** BEGIN Article **

In this article

Running frequent and targeted crawls of your website is a key part of improving its technical health and improving rankings in organic search. In this guide, you'll learn how to crawl a website efficiently and effectively with Similarweb.

Step 1 - Basic Information

Before starting a crawl, it’s a good idea to make sure you have an understanding of your site’s domain structure. Enter your domain name into the ‘Domain’ field and click ‘Check’. You’ll then see a thumbs-up for the relevant domain.

If you’d like the crawl to include any sub-domains found in the crawl, check the ‘Crawl sub-domains’ option. Underneath that, you can also choose whether to crawl both HTTP and HTTPS. 

The project name will automatically populate with the domain name, but you can change this to anything you like to help you identify the project.

** END Article **
** BEGIN Material provided **

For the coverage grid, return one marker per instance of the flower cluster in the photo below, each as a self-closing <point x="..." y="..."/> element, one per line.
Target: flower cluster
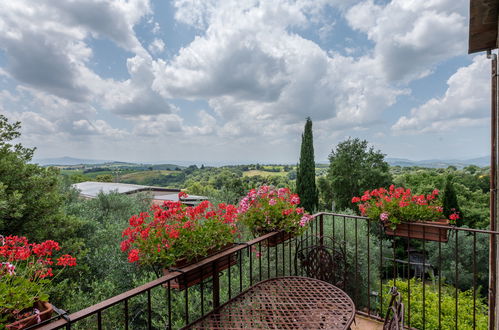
<point x="269" y="209"/>
<point x="173" y="231"/>
<point x="26" y="270"/>
<point x="397" y="205"/>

** END Material provided **

▶ **Tasks to complete**:
a) Scale the point coordinates in the answers of the records by 2, rounding each result to a whole number with halves rounded up. Reproduce every line of the records, requests included, and omit the picture.
b) Continue the article on crawling a website from the point at which it stops.
The article on website crawling and the records are unrelated materials.

▶ **Answers for this exercise**:
a)
For the coverage grid, return one marker per instance of the flower cluster in the photo below, each as a self-closing <point x="..." y="..."/> element, one per line.
Target: flower cluster
<point x="538" y="418"/>
<point x="346" y="462"/>
<point x="52" y="540"/>
<point x="794" y="410"/>

b)
Previewing Project Setup

Once you've configured your settings, you can preview the project setup, verify your settings, and check the crawl configuration before starting the crawl. For example, you can check for 401 errors upfront using the preview feature. This means you can spot issues before the crawl begins and make the necessary amendments rather than discovering issues when the crawl completes.

You can access the preview in step 1 of the crawl setup process, where you’ll see an option to ‘Save & Preview’.

When the preview opens, you can choose to view a screenshot, the rendered HTML, static HTML, and response headers. Once you’ve reviewed the preview, you can go back to the settings using the button in the bottom left corner, or the x in the top right.

You can also access the ‘Save and Preview’ option in step 4 of the crawl setup process. Click “Advanced Settings” and you’ll see the option just underneath.

Step 2 - Sources

There are seven different types of URL sources you can include in your Similarweb Site Audit projects.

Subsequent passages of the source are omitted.